Given task
Rewrite every one of the entries below with each occurrence of "endpoint" changed to "service" and everything else unchanged, and leave the pictures out of your answer.

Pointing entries

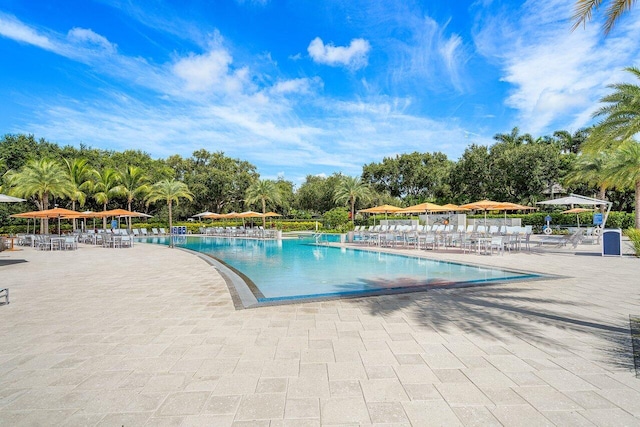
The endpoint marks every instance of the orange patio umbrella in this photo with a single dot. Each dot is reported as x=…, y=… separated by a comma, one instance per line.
x=425, y=207
x=49, y=213
x=249, y=214
x=451, y=207
x=210, y=215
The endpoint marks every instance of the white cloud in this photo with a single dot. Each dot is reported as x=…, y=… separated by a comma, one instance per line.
x=296, y=86
x=430, y=54
x=206, y=71
x=12, y=28
x=91, y=40
x=204, y=100
x=557, y=76
x=353, y=56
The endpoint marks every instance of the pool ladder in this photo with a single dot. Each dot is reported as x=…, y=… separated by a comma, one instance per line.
x=318, y=239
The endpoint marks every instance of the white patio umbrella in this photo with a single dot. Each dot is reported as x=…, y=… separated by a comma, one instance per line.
x=201, y=214
x=576, y=199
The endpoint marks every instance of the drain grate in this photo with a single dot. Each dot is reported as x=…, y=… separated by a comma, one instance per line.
x=634, y=326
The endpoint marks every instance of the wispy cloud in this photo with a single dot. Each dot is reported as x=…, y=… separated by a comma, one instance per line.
x=12, y=28
x=557, y=76
x=353, y=56
x=205, y=100
x=430, y=54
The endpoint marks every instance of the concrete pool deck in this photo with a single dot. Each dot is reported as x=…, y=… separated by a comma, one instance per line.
x=150, y=336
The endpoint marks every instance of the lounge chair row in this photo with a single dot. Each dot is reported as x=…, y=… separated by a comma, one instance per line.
x=154, y=232
x=471, y=239
x=256, y=232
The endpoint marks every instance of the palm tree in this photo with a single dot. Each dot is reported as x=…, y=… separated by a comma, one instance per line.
x=571, y=143
x=624, y=171
x=264, y=190
x=134, y=183
x=351, y=189
x=514, y=138
x=591, y=169
x=621, y=115
x=79, y=175
x=171, y=191
x=41, y=179
x=585, y=8
x=107, y=185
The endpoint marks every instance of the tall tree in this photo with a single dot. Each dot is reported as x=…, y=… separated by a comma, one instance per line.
x=80, y=177
x=134, y=183
x=584, y=10
x=620, y=116
x=40, y=179
x=263, y=191
x=623, y=171
x=416, y=175
x=591, y=169
x=351, y=189
x=571, y=143
x=514, y=137
x=170, y=191
x=107, y=185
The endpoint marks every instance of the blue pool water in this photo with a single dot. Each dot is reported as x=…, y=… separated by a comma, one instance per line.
x=298, y=268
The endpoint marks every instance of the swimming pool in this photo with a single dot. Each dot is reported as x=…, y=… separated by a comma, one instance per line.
x=298, y=269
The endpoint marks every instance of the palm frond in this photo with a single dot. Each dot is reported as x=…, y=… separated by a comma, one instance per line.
x=583, y=12
x=614, y=11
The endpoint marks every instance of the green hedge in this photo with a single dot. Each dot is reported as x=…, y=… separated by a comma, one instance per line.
x=621, y=220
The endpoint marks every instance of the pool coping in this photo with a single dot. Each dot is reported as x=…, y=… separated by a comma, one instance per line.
x=243, y=291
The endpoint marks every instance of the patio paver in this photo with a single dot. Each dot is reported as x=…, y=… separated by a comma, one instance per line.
x=149, y=335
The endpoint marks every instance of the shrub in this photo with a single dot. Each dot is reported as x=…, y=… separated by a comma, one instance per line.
x=634, y=235
x=336, y=217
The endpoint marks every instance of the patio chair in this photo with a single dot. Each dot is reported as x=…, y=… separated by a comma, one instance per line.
x=496, y=243
x=70, y=242
x=126, y=242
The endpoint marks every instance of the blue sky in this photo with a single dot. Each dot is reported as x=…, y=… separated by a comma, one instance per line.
x=302, y=87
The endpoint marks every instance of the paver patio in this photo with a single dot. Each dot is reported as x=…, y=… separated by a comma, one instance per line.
x=150, y=336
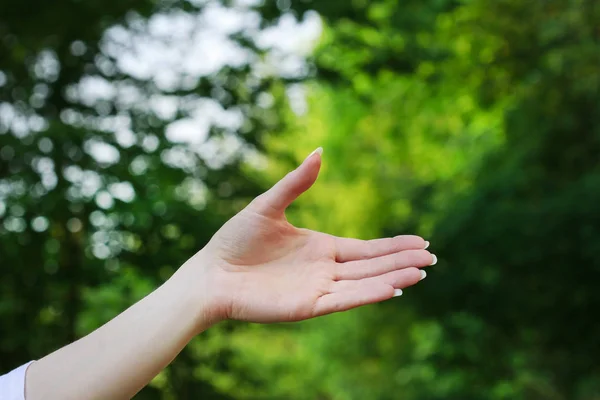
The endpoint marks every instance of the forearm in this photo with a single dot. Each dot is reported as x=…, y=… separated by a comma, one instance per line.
x=122, y=356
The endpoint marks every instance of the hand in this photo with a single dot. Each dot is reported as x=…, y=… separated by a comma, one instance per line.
x=260, y=268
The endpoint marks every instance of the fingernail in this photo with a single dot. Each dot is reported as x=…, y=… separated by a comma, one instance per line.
x=319, y=151
x=434, y=259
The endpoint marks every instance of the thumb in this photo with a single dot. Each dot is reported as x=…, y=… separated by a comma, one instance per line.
x=279, y=197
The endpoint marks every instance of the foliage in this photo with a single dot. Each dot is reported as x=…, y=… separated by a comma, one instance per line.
x=473, y=123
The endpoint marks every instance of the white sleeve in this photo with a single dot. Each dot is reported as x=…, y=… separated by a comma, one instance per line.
x=12, y=385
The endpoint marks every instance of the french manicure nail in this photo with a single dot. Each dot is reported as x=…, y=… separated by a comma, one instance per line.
x=318, y=150
x=434, y=259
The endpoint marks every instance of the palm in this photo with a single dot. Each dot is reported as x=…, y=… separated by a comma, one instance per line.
x=283, y=273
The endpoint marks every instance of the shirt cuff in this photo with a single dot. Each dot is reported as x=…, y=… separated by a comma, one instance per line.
x=12, y=385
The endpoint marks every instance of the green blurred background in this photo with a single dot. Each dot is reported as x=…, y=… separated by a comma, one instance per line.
x=131, y=130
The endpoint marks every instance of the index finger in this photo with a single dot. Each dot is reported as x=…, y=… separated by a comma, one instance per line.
x=348, y=249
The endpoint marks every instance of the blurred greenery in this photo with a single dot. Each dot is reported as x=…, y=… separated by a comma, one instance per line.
x=475, y=124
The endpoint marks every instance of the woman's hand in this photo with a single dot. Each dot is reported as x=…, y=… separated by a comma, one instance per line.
x=260, y=268
x=257, y=268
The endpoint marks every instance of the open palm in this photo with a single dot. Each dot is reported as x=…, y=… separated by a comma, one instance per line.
x=276, y=272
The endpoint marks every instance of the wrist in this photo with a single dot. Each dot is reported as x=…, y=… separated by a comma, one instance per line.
x=199, y=288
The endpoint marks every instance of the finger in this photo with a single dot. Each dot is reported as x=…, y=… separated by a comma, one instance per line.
x=367, y=293
x=381, y=265
x=280, y=196
x=399, y=279
x=347, y=295
x=354, y=249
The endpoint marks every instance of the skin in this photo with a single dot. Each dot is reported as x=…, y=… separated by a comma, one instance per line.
x=257, y=268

Solution for this task
The service marks every instance of the orange patio umbrella in this photo with a single dot. Each dot is reported as x=…, y=… separated by a comma, one instance per line.
x=425, y=207
x=49, y=213
x=249, y=214
x=451, y=207
x=210, y=215
The service marks every instance of the white cloud in this photo with a single dot. Each dot is reported as x=…, y=… separated by a comma, one instance per line.
x=296, y=86
x=430, y=54
x=206, y=71
x=12, y=28
x=91, y=40
x=204, y=100
x=557, y=76
x=353, y=56
The service marks every instance of the pool ladder in this photo with a single dot. Each dot is reported as x=…, y=… separated by a comma, one instance per line.
x=318, y=239
The service marks every instance of the white patio umbrella in this photo with a single dot. Each dot is reported as x=…, y=… separated by a comma, one instance per line.
x=201, y=214
x=576, y=199
The service marks every instance of the drain grate in this photo with a single dot. Each dot is reported as x=…, y=… separated by a comma, one instance per line.
x=634, y=326
The service marks every instance of the wispy cloud in this photo with a single dot. Each dot is reported as x=…, y=… separated by a comma, one instance per line.
x=12, y=28
x=557, y=76
x=353, y=56
x=205, y=100
x=430, y=54
The service marks every instance of the concrete pool deck in this photo with a single dot. Each dot is reported as x=…, y=… separated by a comma, one instance per line.
x=150, y=336
The service marks every instance of the lounge chair row in this photo with a single dot. Each dot is reported as x=…, y=… separated by a comma, one instance per line.
x=154, y=232
x=471, y=239
x=256, y=232
The service marks every instance of the palm tree in this photo with a single dot. Each dot is reported as x=…, y=… separated by a comma, one instance per line.
x=571, y=143
x=624, y=171
x=264, y=190
x=134, y=183
x=351, y=189
x=514, y=138
x=591, y=169
x=621, y=115
x=79, y=175
x=171, y=191
x=41, y=179
x=585, y=8
x=107, y=185
The service marks every instance of the tall tree in this photo with a single dot. Each dot is reported as x=…, y=… separated by a comma, one instance per line.
x=80, y=177
x=134, y=183
x=584, y=10
x=620, y=116
x=40, y=179
x=263, y=191
x=623, y=171
x=416, y=175
x=591, y=169
x=351, y=189
x=571, y=143
x=514, y=137
x=170, y=191
x=107, y=185
The service marks every instance of the blue pool water in this photo with a single dot. Each dot is reported as x=…, y=… separated by a comma, one instance per line.
x=298, y=268
The service marks every instance of the swimming pool in this photo with a single dot. Each dot is reported as x=…, y=… separated by a comma, one instance per line.
x=298, y=269
The service marks every instance of the palm frond in this photo with a single dot. Each dot is reported as x=…, y=… separated by a comma, one instance per line.
x=583, y=12
x=614, y=11
The service marks every instance of the green hedge in this photo with a single dot. Each dot is reported as x=…, y=… separated by a comma, one instance per line.
x=621, y=220
The service marks every instance of the pool coping in this photo with a single dot. Each dot is reported as x=…, y=… separated by a comma, one instance per line.
x=243, y=291
The service marks every instance of the patio paver in this photo with a single dot. Each dot is reported as x=…, y=… separated by a comma, one instance per line.
x=149, y=335
The service marks every instance of the shrub in this photo with a single dot. Each dot is reported as x=…, y=… separated by a comma, one instance per line.
x=634, y=235
x=336, y=217
The service marks every instance of the patio chair in this photo with a single dot. Each dot is reported as x=…, y=… separated by a comma, one instance per line.
x=496, y=243
x=70, y=242
x=126, y=242
The service marks every instance of the blue sky in this photo with a single dot. Each dot is reported as x=…, y=… separated by a comma, one instance per line.
x=302, y=87
The service marks every instance of the paver patio in this photo with a single dot. Each dot is reported as x=…, y=… separated by a comma, one instance per line.
x=150, y=336
The service marks every instance of the forearm in this photo with a single dot. Each dot is reported as x=…, y=… separated by a comma, one instance per line.
x=122, y=356
The service marks every instance of the hand in this photo with a single dot. Each dot is reported as x=…, y=… separated by a comma, one instance per line.
x=260, y=268
The service marks every instance of the fingernail in this photo with a single dot. Each dot is reported as x=…, y=… separated by a comma, one instance per line.
x=319, y=151
x=434, y=259
The service marks every instance of the thumb in this photo with a single dot. Each dot is reported as x=…, y=… separated by a comma, one instance per line.
x=279, y=197
The service marks every instance of the foliage in this photo with a single dot. Each dot is reported as x=…, y=… separated by a comma, one instance per line.
x=473, y=123
The service marks every instance of the white sleeve in this photo with a single dot. Each dot is reported as x=…, y=… separated by a comma, one instance per line.
x=12, y=385
The service marks every instance of the french manicure nail in this photo with a single dot. Each dot is reported as x=…, y=… separated by a comma, one instance per line.
x=318, y=150
x=434, y=259
The service marks every instance of the palm in this photo with a single dot. Each dot is reported as x=…, y=… separated by a comma, one instance per line.
x=283, y=273
The service marks every instance of the shirt cuff in this photo with a single dot. Each dot is reported as x=…, y=… separated by a comma, one instance per line.
x=12, y=385
The service marks every instance of the green blurred background in this photo with a single dot. Each dot is reported as x=…, y=… separated by a comma, one instance per line.
x=131, y=130
The service marks every instance of the index finger in this photo with a single dot. Each dot is reported as x=…, y=… separated by a comma, one instance per line.
x=348, y=249
The service marks every instance of the blurred greenery in this photo with a single dot. Each dot is reported as x=…, y=… separated by a comma, one instance per line.
x=475, y=124
The service marks every instance of the woman's hand in this photo with a single dot. Each dot is reported as x=…, y=… separated by a comma, one instance per line.
x=260, y=268
x=257, y=268
The service marks every instance of the open palm in this photo with a single dot. Each dot is reported as x=…, y=… separated by a comma, one instance per line.
x=276, y=272
The service marks every instance of the wrist in this photo with a single dot. Each dot is reported as x=…, y=… separated by a comma, one instance per line.
x=199, y=288
The service marks every instance of the finger in this photo with a single dot. Each dot is reported as x=…, y=… separated by a comma, one instance per line.
x=367, y=293
x=381, y=265
x=280, y=196
x=399, y=279
x=347, y=295
x=354, y=249
The service marks every instance of the skin in this photo with a single dot. Each dot is reported as x=…, y=… separated by a comma, one instance per line.
x=257, y=268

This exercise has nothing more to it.